[Dataset records]
• • • • •

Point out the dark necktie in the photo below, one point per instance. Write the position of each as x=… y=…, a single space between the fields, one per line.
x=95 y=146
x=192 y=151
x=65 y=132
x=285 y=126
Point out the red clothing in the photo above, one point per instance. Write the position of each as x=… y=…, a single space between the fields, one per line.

• • • • •

Return every line of the records above with nothing changed.

Point out the dark necktie in the photo below, one point per instance. Write the position of each as x=… y=…, a single space between the fields, one per line.
x=95 y=146
x=192 y=151
x=65 y=132
x=285 y=126
Point out the red clothing in the photo above, one point per instance. Write the position of each as x=… y=…, a single space between the fields, one per line.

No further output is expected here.